**Problem to work on:**
Your task is to reproduce exactly the lines from the line with "task: segment the striped long-sleeve shirt" through the end of the records below.

**Provided data:**
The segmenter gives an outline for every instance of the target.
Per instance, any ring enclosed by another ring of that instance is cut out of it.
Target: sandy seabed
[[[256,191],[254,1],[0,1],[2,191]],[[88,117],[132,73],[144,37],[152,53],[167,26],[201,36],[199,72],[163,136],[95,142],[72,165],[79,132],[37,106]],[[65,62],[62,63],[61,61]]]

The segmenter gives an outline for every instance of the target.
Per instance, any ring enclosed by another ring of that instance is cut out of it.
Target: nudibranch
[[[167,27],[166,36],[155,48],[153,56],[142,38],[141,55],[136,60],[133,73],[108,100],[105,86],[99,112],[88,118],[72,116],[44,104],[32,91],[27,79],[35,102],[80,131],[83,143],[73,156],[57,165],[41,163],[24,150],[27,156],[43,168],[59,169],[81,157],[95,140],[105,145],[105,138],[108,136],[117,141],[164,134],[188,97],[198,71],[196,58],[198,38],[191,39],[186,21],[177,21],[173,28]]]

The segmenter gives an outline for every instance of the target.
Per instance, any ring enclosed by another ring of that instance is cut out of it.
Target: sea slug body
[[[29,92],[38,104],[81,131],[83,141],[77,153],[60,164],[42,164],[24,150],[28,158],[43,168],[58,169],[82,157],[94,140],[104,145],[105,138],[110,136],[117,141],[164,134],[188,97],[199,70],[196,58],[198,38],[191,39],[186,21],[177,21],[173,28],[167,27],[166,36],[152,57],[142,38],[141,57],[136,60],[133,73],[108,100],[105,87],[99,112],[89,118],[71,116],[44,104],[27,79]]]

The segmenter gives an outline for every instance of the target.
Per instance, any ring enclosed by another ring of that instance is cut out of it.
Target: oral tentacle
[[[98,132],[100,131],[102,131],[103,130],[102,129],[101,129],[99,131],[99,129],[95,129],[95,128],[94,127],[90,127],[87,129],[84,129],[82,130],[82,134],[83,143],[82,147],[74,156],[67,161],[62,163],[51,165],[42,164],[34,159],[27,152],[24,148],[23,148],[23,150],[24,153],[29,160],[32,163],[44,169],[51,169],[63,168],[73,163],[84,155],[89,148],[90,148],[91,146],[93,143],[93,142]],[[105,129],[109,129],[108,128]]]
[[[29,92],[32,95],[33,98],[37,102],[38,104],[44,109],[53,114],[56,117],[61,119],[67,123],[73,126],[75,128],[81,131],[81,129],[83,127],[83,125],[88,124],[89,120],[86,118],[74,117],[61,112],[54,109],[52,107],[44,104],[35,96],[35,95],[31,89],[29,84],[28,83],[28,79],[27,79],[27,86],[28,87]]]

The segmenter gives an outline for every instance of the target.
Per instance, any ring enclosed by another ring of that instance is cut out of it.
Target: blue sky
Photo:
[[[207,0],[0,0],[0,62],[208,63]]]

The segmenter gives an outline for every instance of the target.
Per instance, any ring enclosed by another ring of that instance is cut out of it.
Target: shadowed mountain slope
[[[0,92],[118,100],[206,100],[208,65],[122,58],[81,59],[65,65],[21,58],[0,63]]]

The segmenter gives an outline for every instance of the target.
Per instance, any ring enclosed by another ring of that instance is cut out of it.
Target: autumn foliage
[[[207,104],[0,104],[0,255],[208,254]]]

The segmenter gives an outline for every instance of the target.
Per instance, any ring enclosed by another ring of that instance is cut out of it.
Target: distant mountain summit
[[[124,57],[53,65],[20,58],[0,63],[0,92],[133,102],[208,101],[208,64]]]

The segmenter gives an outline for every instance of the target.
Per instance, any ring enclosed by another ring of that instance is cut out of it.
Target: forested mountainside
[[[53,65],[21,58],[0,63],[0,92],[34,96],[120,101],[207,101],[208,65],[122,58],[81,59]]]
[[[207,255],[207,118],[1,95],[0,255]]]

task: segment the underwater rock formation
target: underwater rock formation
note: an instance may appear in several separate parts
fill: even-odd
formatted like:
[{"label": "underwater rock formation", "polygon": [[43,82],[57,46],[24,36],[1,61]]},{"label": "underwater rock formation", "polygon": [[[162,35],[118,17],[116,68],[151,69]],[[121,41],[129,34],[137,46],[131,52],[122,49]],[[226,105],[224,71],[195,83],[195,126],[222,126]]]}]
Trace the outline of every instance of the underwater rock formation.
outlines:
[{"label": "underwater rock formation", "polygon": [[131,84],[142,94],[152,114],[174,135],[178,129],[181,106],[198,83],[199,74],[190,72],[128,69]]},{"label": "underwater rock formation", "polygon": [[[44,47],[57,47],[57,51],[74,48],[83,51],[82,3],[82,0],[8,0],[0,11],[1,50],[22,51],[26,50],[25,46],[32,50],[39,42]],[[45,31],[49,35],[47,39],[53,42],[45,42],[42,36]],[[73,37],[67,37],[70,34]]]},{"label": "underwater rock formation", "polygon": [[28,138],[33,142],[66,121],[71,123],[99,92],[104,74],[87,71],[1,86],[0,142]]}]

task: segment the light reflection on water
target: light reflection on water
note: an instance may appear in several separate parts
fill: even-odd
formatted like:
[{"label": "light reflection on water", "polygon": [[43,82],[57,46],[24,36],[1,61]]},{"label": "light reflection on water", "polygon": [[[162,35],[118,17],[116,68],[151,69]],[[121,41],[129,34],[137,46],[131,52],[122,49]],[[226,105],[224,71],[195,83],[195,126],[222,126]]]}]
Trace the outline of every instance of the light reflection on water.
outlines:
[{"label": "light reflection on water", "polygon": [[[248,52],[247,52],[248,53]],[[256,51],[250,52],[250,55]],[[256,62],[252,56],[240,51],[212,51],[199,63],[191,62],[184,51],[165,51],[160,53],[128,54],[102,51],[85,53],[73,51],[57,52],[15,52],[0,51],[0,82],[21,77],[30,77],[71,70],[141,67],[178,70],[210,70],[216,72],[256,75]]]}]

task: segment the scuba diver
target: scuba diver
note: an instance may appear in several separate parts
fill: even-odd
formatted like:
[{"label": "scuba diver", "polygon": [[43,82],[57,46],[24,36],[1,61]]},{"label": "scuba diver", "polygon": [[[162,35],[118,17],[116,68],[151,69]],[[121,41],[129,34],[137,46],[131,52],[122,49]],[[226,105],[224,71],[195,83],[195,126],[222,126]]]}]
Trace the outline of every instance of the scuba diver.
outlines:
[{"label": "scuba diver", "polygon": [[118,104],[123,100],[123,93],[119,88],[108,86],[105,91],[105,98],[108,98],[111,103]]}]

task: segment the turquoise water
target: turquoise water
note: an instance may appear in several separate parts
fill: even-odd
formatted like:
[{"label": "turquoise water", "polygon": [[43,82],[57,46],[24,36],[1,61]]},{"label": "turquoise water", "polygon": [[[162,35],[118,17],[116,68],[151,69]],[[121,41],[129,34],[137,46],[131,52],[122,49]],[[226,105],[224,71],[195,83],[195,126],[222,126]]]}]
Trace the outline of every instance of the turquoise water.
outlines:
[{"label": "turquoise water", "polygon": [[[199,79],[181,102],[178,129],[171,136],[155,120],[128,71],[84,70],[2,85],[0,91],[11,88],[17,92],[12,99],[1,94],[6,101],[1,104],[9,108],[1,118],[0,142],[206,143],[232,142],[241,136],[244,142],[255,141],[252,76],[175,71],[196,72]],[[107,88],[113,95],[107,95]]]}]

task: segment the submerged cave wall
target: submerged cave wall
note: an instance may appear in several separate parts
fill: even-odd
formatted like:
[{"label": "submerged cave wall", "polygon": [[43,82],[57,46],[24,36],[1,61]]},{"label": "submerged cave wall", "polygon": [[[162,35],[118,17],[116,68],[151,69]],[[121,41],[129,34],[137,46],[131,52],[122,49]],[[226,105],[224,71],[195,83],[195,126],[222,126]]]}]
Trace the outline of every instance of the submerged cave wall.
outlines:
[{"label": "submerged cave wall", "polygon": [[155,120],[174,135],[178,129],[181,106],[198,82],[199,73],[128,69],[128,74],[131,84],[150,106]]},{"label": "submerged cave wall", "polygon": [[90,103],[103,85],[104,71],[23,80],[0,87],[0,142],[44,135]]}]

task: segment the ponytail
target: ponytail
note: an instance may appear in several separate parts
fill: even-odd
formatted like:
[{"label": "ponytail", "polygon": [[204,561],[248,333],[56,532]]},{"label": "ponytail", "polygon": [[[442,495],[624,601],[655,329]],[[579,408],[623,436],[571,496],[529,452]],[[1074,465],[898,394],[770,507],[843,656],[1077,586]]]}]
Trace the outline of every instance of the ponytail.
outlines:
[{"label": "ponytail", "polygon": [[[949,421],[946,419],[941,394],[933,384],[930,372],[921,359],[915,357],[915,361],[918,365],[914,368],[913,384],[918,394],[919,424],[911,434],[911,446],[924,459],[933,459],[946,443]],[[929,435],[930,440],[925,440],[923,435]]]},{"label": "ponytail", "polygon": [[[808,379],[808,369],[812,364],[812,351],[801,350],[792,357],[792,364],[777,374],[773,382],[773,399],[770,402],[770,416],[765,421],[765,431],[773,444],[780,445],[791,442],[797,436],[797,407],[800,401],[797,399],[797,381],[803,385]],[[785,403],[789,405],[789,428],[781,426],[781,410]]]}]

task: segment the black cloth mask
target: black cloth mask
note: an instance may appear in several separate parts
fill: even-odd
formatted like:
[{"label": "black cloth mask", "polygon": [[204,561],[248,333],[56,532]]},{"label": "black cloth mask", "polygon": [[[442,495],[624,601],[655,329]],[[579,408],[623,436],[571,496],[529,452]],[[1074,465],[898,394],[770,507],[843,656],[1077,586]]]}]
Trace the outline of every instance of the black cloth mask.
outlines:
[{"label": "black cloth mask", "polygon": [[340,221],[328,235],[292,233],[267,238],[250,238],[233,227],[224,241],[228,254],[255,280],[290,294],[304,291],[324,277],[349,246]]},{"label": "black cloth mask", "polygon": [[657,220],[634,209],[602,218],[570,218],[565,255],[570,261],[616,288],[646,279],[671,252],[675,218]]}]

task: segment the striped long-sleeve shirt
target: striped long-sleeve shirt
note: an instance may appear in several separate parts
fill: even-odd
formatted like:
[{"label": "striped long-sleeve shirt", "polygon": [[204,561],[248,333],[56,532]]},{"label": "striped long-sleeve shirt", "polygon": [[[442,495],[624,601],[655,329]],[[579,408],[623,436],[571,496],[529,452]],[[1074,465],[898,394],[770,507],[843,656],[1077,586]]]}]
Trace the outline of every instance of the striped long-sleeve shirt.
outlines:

**Final result:**
task: segment the striped long-sleeve shirt
target: striped long-sleeve shirt
note: an instance may appear in several separate parts
fill: even-odd
formatted like:
[{"label": "striped long-sleeve shirt", "polygon": [[204,561],[248,333],[56,532]]},{"label": "striped long-sleeve shirt", "polygon": [[[442,495],[624,601],[655,329]],[[579,408],[623,436],[571,496],[529,452]],[[1074,465],[898,394],[770,507],[843,656],[1077,586]]]}]
Trace the outline of every instance of the striped long-sleeve shirt.
outlines:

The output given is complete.